Dataset records on where objects are located
•••••
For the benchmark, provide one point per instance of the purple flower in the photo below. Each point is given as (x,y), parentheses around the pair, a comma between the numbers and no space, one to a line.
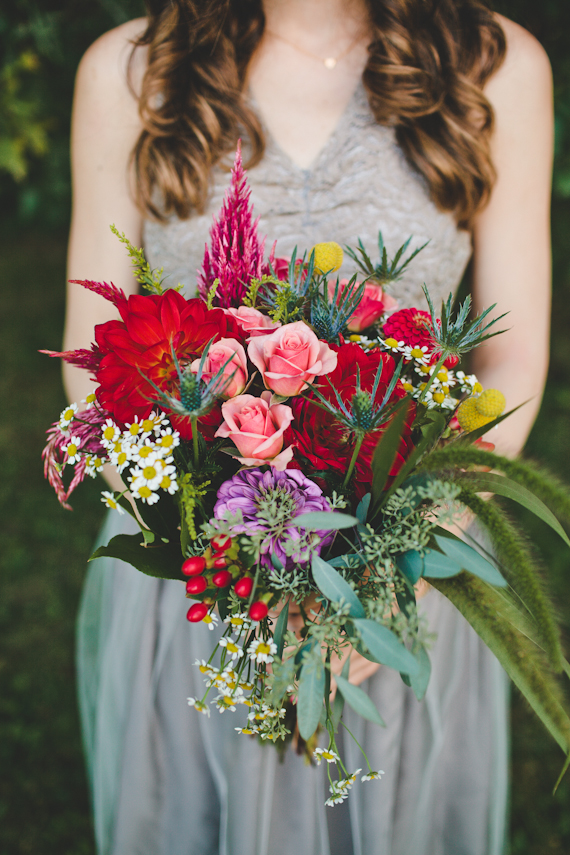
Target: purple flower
(269,502)
(236,253)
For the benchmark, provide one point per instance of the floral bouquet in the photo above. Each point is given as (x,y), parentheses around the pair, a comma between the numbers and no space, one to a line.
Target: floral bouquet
(291,437)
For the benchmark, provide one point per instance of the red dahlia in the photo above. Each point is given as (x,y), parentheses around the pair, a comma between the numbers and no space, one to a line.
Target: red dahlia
(140,346)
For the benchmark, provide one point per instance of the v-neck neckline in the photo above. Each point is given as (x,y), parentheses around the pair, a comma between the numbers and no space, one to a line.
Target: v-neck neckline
(330,140)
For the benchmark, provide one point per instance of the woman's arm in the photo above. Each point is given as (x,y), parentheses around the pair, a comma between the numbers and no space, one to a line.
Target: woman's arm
(512,236)
(512,248)
(105,127)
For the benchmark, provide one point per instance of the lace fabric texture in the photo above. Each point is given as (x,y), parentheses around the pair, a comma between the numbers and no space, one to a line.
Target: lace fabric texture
(168,781)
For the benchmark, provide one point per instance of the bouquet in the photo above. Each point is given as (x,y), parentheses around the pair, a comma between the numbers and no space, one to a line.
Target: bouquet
(292,437)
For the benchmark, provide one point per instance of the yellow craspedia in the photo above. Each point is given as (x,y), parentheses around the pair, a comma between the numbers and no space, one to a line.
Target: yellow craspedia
(328,256)
(469,417)
(491,403)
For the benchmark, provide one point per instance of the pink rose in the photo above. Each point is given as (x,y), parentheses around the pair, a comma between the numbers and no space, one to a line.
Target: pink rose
(290,358)
(252,321)
(234,377)
(373,305)
(257,429)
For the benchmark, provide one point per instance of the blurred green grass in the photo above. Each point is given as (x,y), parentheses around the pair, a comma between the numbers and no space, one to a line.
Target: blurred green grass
(44,549)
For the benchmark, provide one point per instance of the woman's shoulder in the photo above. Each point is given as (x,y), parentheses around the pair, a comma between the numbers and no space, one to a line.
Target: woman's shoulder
(111,62)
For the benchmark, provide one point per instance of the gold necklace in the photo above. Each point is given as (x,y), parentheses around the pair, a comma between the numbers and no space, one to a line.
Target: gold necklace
(329,62)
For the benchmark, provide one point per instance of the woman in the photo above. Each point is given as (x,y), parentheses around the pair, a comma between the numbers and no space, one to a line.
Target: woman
(408,116)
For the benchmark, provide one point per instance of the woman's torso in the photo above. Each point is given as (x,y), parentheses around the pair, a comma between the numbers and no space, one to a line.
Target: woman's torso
(359,184)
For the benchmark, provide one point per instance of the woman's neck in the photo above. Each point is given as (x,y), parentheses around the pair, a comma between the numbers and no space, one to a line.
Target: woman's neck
(318,23)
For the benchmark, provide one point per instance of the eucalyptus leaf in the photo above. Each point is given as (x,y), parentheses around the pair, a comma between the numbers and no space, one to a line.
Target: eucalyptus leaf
(502,486)
(324,521)
(359,701)
(161,561)
(470,560)
(311,693)
(385,647)
(334,587)
(411,565)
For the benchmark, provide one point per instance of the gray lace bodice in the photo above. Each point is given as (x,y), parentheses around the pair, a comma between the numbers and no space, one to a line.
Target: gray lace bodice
(360,183)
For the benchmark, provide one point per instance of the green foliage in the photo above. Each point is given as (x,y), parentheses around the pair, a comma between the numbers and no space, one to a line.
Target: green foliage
(151,280)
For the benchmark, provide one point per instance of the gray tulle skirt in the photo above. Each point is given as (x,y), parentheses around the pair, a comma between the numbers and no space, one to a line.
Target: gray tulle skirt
(166,780)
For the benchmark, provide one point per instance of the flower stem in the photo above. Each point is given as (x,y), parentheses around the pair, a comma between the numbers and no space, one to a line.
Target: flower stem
(194,423)
(353,459)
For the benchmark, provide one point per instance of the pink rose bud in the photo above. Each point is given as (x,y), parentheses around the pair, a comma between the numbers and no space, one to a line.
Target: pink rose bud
(373,305)
(234,377)
(252,321)
(290,358)
(257,429)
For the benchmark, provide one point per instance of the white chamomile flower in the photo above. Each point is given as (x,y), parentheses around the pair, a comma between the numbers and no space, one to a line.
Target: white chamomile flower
(120,455)
(211,620)
(168,439)
(110,433)
(233,649)
(417,353)
(372,776)
(262,651)
(327,754)
(392,344)
(93,465)
(72,449)
(338,797)
(109,500)
(199,705)
(140,489)
(90,400)
(67,417)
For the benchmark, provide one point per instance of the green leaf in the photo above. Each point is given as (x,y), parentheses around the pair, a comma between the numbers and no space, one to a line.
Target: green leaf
(359,701)
(311,692)
(362,509)
(481,605)
(385,647)
(280,629)
(469,559)
(411,565)
(419,682)
(334,587)
(162,561)
(386,450)
(491,483)
(324,520)
(439,566)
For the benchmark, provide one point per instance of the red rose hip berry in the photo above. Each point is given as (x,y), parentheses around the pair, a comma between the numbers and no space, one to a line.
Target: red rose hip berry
(243,587)
(222,578)
(196,585)
(197,612)
(258,610)
(221,542)
(194,566)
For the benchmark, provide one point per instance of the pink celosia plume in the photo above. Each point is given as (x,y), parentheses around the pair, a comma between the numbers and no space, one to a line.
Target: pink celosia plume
(235,254)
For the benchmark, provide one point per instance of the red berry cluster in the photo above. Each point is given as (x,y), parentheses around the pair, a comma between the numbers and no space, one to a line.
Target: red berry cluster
(216,569)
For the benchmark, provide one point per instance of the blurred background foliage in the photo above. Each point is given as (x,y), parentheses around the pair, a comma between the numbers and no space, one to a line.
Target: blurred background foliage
(43,550)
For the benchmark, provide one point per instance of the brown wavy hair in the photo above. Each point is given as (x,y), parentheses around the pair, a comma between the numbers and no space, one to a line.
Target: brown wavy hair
(428,61)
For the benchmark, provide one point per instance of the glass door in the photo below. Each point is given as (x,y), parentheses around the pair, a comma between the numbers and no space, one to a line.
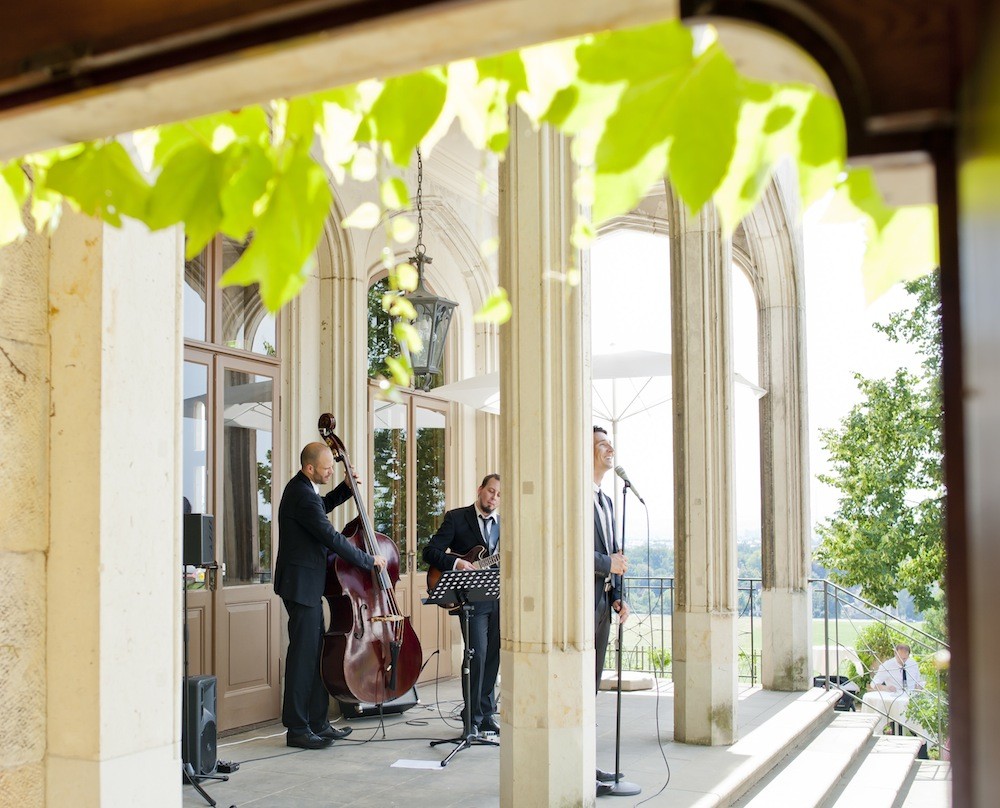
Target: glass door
(246,665)
(409,441)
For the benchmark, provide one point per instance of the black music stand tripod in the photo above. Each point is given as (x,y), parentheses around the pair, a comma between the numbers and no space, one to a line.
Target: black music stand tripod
(465,587)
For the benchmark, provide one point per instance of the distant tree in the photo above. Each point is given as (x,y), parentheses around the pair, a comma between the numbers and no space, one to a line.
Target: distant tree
(886,534)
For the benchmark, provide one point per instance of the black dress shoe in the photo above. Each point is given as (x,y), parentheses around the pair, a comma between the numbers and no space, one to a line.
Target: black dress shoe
(308,740)
(489,725)
(333,733)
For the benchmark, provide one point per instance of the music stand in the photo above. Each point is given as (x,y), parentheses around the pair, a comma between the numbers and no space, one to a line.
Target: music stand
(465,587)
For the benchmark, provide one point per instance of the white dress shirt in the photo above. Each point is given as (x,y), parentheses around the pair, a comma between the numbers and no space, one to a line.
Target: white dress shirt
(890,672)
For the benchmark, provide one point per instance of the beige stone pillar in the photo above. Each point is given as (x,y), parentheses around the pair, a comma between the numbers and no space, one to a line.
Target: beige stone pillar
(24,516)
(704,619)
(784,446)
(343,337)
(113,576)
(547,632)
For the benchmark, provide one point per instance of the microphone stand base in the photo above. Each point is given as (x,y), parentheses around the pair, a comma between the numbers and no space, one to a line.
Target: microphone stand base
(623,788)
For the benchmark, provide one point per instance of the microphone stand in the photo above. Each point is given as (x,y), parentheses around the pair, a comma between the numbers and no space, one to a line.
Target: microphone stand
(621,788)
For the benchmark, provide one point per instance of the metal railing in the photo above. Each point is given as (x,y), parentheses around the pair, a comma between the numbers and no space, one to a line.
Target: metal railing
(875,632)
(647,644)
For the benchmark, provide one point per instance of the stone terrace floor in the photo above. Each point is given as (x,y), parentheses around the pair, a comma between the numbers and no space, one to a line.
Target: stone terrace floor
(359,771)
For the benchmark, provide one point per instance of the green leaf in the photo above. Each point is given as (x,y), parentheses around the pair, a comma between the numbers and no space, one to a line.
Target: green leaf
(280,253)
(404,277)
(615,194)
(406,110)
(102,181)
(822,146)
(11,223)
(188,190)
(17,181)
(636,55)
(251,171)
(704,134)
(497,308)
(507,68)
(904,249)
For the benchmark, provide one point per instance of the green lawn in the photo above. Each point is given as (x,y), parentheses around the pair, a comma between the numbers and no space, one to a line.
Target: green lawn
(647,631)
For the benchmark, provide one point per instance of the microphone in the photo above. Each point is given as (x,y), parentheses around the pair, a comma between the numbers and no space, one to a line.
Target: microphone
(628,483)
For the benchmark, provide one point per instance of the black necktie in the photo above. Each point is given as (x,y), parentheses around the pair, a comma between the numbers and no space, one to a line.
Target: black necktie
(488,532)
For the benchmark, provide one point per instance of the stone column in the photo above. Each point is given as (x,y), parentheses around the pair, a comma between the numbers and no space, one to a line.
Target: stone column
(114,615)
(784,447)
(24,515)
(547,632)
(704,619)
(343,337)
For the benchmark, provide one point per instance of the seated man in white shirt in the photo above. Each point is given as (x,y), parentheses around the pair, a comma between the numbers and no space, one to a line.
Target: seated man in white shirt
(890,688)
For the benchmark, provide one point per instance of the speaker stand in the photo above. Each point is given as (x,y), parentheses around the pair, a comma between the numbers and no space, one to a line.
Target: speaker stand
(189,776)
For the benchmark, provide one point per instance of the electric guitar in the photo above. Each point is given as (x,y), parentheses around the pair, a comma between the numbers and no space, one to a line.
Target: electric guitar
(475,556)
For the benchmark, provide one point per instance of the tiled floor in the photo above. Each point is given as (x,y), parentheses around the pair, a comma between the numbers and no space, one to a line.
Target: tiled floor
(360,771)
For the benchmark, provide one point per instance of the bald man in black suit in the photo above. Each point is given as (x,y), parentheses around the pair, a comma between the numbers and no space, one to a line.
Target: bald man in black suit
(463,529)
(305,537)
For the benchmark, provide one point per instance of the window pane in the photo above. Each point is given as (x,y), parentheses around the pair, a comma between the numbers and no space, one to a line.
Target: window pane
(195,288)
(246,324)
(431,454)
(195,474)
(390,475)
(248,425)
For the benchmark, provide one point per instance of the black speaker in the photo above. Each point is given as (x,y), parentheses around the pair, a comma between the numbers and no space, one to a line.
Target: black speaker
(199,539)
(199,730)
(365,709)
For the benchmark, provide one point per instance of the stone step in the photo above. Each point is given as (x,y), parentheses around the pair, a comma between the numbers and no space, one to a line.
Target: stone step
(733,770)
(811,772)
(928,786)
(882,774)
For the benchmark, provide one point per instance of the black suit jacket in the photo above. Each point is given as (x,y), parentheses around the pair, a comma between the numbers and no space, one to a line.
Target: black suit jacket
(305,536)
(459,532)
(602,560)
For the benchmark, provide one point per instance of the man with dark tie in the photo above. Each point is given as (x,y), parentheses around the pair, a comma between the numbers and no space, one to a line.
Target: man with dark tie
(476,527)
(609,567)
(305,537)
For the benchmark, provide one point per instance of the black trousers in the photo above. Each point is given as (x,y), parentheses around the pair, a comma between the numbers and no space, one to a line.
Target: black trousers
(602,630)
(484,628)
(307,704)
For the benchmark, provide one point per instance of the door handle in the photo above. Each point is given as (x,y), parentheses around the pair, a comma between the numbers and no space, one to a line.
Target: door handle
(212,577)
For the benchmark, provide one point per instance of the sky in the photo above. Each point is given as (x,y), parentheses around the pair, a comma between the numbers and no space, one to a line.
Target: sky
(630,294)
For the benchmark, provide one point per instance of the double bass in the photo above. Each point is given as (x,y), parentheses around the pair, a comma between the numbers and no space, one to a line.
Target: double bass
(370,651)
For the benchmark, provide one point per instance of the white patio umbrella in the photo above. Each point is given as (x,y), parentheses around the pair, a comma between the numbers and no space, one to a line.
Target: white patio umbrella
(483,392)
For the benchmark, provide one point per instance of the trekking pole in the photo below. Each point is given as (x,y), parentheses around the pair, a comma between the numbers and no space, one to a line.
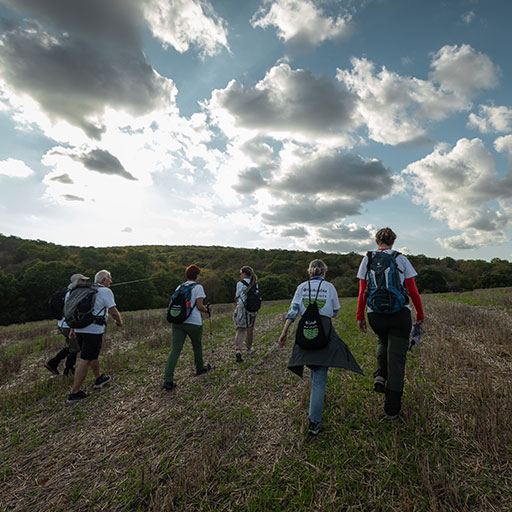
•••••
• [Directive] Locate every line in the data above that contains the string "suit", and copy each such line unchanged.

• [Reply to the task]
For the benchmark, provide one point per instance of the bald man in black suit in the photo above. Each point is given as (x,y), parentheses around the pair, a comma between the numbers and no space, one to a line.
Target: bald man in black suit
For the benchmark, provide one point per instance of the black suit jacket in the photo above. Each point is given as (x,y), parentheses around the pair, a comma between the numbers and no space, one to a line.
Target: black suit jacket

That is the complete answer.